(Beginning of Input for this task)

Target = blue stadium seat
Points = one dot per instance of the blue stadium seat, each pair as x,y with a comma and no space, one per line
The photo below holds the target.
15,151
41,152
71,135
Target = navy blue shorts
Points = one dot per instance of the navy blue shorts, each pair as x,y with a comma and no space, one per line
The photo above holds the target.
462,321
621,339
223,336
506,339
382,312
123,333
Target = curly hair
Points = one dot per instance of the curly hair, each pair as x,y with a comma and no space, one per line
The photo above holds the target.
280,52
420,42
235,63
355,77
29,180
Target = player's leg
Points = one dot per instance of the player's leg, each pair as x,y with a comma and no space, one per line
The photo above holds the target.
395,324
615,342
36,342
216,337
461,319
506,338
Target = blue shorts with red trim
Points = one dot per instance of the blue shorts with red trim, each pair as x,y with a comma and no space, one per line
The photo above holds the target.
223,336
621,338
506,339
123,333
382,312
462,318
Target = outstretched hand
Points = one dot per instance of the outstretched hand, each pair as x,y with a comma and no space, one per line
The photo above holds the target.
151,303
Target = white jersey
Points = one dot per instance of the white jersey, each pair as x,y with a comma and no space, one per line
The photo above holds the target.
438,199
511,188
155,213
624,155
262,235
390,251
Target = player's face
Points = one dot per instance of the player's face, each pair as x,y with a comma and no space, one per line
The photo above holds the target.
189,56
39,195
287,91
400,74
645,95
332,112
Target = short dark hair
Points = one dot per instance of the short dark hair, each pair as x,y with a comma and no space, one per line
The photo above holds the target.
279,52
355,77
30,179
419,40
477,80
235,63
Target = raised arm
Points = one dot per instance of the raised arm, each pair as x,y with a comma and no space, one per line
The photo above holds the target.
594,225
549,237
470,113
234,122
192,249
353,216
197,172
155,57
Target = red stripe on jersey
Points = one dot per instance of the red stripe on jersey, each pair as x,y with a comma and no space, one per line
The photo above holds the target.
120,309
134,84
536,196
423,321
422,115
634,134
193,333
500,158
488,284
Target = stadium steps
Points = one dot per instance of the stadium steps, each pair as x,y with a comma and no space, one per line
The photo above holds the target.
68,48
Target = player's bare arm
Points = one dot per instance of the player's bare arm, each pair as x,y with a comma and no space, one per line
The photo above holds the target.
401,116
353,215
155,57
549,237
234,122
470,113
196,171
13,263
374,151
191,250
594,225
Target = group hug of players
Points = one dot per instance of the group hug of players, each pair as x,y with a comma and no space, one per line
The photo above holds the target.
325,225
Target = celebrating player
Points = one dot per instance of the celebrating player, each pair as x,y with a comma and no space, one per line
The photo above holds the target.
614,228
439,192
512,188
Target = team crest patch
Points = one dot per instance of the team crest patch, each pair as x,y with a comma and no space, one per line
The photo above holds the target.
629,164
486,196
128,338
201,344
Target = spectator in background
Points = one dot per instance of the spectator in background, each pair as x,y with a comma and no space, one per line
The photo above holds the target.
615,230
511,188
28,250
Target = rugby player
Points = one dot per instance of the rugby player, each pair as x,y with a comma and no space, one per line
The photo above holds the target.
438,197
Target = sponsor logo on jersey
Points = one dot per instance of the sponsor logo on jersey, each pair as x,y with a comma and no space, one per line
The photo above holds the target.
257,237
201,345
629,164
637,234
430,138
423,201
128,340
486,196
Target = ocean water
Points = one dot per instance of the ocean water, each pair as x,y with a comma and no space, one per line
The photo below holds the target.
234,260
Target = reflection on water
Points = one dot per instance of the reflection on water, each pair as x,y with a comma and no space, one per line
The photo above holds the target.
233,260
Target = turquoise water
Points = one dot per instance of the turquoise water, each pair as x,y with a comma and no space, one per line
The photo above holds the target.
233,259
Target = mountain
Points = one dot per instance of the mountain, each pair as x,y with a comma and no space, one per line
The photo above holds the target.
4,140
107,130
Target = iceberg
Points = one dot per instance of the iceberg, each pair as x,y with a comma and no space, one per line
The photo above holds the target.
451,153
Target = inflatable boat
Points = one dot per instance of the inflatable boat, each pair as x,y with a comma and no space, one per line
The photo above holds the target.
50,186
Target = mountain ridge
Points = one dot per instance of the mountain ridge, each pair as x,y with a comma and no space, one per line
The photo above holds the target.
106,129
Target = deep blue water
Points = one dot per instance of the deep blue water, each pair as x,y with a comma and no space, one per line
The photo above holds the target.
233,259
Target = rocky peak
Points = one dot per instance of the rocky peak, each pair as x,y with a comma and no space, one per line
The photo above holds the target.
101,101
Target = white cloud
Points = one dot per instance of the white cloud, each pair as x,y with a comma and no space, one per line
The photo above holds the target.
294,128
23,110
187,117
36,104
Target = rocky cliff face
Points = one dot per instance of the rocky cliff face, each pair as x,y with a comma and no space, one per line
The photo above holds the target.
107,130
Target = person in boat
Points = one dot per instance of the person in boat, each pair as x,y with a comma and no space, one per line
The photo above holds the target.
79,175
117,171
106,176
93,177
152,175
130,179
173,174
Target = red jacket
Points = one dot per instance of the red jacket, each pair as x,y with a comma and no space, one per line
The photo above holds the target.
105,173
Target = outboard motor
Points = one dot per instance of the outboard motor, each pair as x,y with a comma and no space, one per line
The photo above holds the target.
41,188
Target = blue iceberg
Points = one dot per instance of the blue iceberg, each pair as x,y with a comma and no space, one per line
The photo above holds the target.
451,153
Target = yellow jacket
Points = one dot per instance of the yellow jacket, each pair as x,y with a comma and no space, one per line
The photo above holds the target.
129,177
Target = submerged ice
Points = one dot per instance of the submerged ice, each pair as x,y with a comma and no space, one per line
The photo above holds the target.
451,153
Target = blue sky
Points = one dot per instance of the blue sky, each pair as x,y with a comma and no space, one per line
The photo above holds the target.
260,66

(End of Input for this task)

Assignment: A complete answer lists every line of the listing above that holds the word "inflatable".

Exercise answer:
Target = inflatable boat
Points = one dot per instance of the inflatable boat, each pair as x,y with a comma and no space, one per line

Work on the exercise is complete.